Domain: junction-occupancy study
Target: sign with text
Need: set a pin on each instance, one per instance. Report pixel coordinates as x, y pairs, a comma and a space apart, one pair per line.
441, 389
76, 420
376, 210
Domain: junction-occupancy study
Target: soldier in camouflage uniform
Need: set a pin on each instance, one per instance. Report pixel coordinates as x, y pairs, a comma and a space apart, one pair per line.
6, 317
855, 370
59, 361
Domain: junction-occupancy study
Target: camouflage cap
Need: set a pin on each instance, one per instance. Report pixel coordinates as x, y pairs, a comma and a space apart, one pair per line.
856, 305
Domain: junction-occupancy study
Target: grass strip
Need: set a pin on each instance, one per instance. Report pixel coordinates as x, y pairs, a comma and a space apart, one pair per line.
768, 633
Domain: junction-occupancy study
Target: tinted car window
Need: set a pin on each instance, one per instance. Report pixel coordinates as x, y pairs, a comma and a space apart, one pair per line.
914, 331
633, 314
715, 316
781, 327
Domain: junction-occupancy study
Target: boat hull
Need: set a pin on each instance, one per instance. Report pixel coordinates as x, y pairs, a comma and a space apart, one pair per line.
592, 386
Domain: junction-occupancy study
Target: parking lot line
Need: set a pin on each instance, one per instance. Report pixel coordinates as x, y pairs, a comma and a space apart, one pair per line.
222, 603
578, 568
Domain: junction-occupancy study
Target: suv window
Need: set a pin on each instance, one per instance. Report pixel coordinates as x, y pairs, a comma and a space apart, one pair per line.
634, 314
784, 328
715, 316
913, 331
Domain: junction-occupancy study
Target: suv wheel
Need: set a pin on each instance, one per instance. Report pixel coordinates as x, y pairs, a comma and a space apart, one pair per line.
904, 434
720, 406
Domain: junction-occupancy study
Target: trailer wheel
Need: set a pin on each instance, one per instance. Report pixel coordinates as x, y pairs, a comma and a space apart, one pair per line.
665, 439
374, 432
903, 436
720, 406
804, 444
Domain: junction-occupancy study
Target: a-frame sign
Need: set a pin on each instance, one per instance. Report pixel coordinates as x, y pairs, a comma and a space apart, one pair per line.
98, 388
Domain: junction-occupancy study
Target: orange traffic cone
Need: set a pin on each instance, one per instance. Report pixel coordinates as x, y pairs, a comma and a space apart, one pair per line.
════════════════
• AIM: Repeat every line of the material exactly as given.

• SOLUTION:
Domain: junction-occupancy study
Target: sign with text
Need: set a pin on each instance, one per instance. Report pixel coordinates as x, y pairs, a comma and a space apart, one pair per line.
441, 389
76, 420
376, 210
Domain: junction-occupancy study
Target: soldier in camouflage uniform
Need: set a pin on each instance, one per instance. Report pixel coordinates as x, y pairs, a comma and a space apart, one pair per line.
6, 317
855, 370
59, 361
Domain: junction-occupancy study
Target: camouflage cap
Need: set a pin on each instance, one per instance. Report pixel coordinates as x, y pairs, a comma and a space apart, one pair per line.
856, 305
Domain: junction-occupancy study
Target: grass strip
Need: set a pin on each instance, one per instance. Report pixel coordinates as x, y pairs, a comma and a space apart, one pair per line.
768, 633
Domain: junction-occupancy study
Target: tinted car window
Need: set a pin on each instance, one per instance. Report pixel coordinates as x, y pairs, a comma and a space apart, one pair per line.
914, 331
633, 314
715, 316
781, 327
Domain: junction-occupancy study
Target: boat hull
Need: set a pin on each instance, one per instance. Report pixel coordinates as x, y pairs, a comma and a space apart, one pair per line.
592, 386
Domain: junction-occupancy study
Target: parking lot line
Need: set a pin on each instance, one per instance. Report pixel coordinates as x, y pairs, a comma and a space apart, one pair per line.
222, 603
578, 568
Domain: junction-occupancy study
Target: suv window
Need: set a pin on each instance, one per instance. Report pixel coordinates as x, y pairs, a comma and a space apart, one pair per line.
634, 314
784, 328
715, 316
913, 331
Domain: junction-occupancy study
Target: suv wheel
Need: set a pin on each instance, one per instance. Report pixel coordinates as x, y pairs, a comma and a space apart, one pair per line.
904, 434
720, 406
Domain: junction-occupancy study
Target: trailer wheel
Need: set a pin on each instance, one per instance. Report pixel coordinates as x, y pairs, a comma and a space apart, one pair per line.
665, 439
374, 432
903, 436
720, 406
804, 444
Domain: junction-occupancy study
Target: a-frame sign
Need: set a pin on each instance, one per instance. Report pixel coordinates as x, y pairs, a comma and a space apart, one pair per line.
98, 388
Domain: junction-occupancy study
Target: orange traffic cone
Need: set a pin on each instance, one per instance. Report pixel coordinates as x, y pairs, a comma and a space apart, one pair per line.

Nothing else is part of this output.